-- TO DO --
Every record needs to come back as written, except for the pictures.

◆ ◆ ◆

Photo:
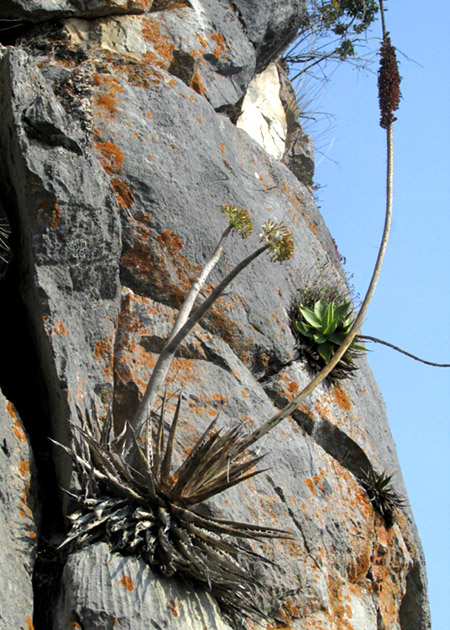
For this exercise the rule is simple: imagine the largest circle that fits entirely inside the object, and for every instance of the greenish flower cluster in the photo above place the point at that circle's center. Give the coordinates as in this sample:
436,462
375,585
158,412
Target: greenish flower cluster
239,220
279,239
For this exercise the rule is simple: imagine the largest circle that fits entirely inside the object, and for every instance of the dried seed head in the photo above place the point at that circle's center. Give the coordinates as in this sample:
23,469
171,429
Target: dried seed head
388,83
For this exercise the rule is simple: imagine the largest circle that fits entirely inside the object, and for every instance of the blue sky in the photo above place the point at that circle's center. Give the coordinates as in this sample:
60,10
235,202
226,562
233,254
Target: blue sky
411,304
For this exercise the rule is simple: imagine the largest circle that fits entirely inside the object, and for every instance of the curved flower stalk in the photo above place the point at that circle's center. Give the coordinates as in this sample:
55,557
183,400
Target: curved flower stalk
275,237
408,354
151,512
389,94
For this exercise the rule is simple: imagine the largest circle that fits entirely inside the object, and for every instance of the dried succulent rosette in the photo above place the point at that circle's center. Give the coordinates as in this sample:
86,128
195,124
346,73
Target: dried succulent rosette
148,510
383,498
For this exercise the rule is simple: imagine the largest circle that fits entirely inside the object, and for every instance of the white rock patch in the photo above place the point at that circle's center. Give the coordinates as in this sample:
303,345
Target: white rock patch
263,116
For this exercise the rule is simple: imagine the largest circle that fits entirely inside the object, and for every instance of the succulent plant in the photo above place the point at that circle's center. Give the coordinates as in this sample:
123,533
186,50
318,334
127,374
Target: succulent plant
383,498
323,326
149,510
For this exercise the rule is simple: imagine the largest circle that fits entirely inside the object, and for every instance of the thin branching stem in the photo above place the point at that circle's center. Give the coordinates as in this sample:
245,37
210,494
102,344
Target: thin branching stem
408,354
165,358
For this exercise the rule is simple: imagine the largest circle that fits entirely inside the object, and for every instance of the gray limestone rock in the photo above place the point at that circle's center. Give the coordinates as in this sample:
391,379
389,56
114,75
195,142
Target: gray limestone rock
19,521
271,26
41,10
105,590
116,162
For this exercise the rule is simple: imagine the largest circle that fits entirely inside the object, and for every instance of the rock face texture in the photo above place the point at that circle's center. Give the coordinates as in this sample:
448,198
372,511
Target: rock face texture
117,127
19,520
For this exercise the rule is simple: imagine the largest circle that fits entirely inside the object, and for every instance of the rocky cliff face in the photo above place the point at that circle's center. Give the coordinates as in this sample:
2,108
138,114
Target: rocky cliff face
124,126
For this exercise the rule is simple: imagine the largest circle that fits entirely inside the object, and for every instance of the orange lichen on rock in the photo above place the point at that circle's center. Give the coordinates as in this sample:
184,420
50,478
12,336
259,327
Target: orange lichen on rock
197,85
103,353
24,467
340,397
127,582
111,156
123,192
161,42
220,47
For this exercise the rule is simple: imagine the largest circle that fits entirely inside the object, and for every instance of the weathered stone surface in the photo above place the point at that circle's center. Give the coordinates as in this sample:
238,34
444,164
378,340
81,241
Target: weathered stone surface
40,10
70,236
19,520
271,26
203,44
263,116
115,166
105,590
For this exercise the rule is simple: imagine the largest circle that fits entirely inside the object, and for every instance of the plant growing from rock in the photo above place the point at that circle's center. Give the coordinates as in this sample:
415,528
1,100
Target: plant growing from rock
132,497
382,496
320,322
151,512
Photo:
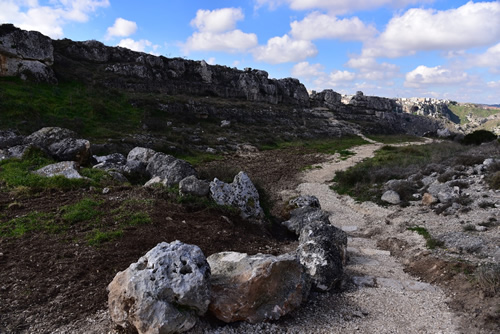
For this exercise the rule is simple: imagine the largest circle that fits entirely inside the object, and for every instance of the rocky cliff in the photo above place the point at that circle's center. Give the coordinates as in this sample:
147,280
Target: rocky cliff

◆ ◆ ◆

-- FINAL ANSWER --
Photo:
For this exercise the rule is simple: imagine the largest circle that fits entirely inside the object, and for every instance of the greenish flower cluster in the photo above place the point at that circle's center. Give the coordinates as in this sample:
436,462
375,585
158,412
Target: greenish flower cluster
239,220
279,239
For this exercise the rule is simple: imagine the largest circle that fits entirely inside the object, and for every instance of the dried seed head in the photo above place the point at that circle's center. Give the coordinates as in this sample:
23,469
171,429
Target: dried seed head
388,83
For this exercise the rule is simple: imagine the largest circle that fits entirely inside the object, and for every instance of the blue sky in the photo above place the point at that circle's center. Give the coordinates as in this sample:
60,10
235,202
226,562
233,254
Target: blue sky
411,304
For this exercise the rule is simple: imagine the largest circle that fits entirely inside the object, and for every instance of the curved flower stalk in the photo above place the point at that circle's center. Give the coordinates as in this sample:
55,557
183,400
Target: curved flower stalk
275,237
408,354
151,512
389,94
For this exercise the rule is simple: imagine the largest circle that fits entirely inside the object, and for every instance of the dried succulent rosette in the photo above place the point at that circle's center. Give the coordinates as in this sample:
86,128
195,124
346,73
Target: dried succulent rosette
148,510
383,498
For this exercise the rule is simple: imagine the largest circle that fits entirely inside the object, and for every instance of the white rock patch in the photo above place the point at that circle's center. Give the coordinates as in this sample:
303,345
Target: white rock patch
263,116
For this exercise the rule is simple: imagine the largest circle that fits entirely inside the object, and for every instance of the succulent plant in the photo above place the point at that circle's center. Give the coordinates as in this sample:
123,533
186,50
318,334
127,374
Target: succulent plant
383,498
323,326
149,510
For this exercise the rule is simple: imagine the largest circle that fits entirely inside the object, and for every instance of the thin branching stem in the photo above place the point at that circle's center. Give the coordinates as in this sample:
245,37
210,494
102,344
Target: thin branching stem
408,354
165,358
For this exercise the rule is simple: imagine the largest circle that fits entirely inside the object, and for every instance of the gray limestone rock in the photo above place the point at that circle's center. Give the coordinates as in this sample:
391,379
389,56
114,75
195,142
Target: gray limestone rock
19,521
271,26
41,10
105,590
116,162
For this exercise the rule is simple: imagine the largest circle that fits entirely inside the object, and for every instance of the rock face texture in the photo above place the point at that circle's center. Give the coordinates as in this sample:
448,198
372,511
Target: rock face texture
117,127
19,520
For this exercise the rule is simple: imagine the largest circle that fits entirely inside the object, and for every instance of the rocky cliff face in the photo above place the point at that circle's center. Give the coordinates as in this sample:
2,108
138,114
Target: rocky cliff face
124,126
For this exercise the rule is simple: imagine the largest circle that fits entirely inside the object, and for every instance of the orange lichen on rock in the photo above place the point at that circle's center. Give the coordinates as in this sample:
184,420
50,478
12,336
259,327
Target: orange lichen on rock
197,85
103,353
24,467
340,397
127,582
111,156
123,192
161,42
220,47
For this exercise the rule is simple: imagine the largest circle that fits entirely inside the object, and for every instance of the weathered stone surface in the photo above place the point at that circle's center. Give the coordinates as in this sample:
238,34
444,164
378,340
81,241
Target: weathered stone surface
40,10
70,236
19,520
271,26
203,44
263,116
115,166
105,590
For this exercise the rule is simple: imagine the largest circle that fits entirely inside the object, and for every instance of the plant growing from rock in the photo above place the point at that circle's center. Give the coordinates as in this sample:
415,528
1,100
Target: plant growing from rock
132,497
382,496
320,322
151,512
Photo:
For this exercise the rule is simple: imagine the largest circle that fits entirely inside the object, and for every instance of the rocky cliff in the photo above place the point at that circle's center. Give the coordinates as in this sample:
147,280
Target: rocky cliff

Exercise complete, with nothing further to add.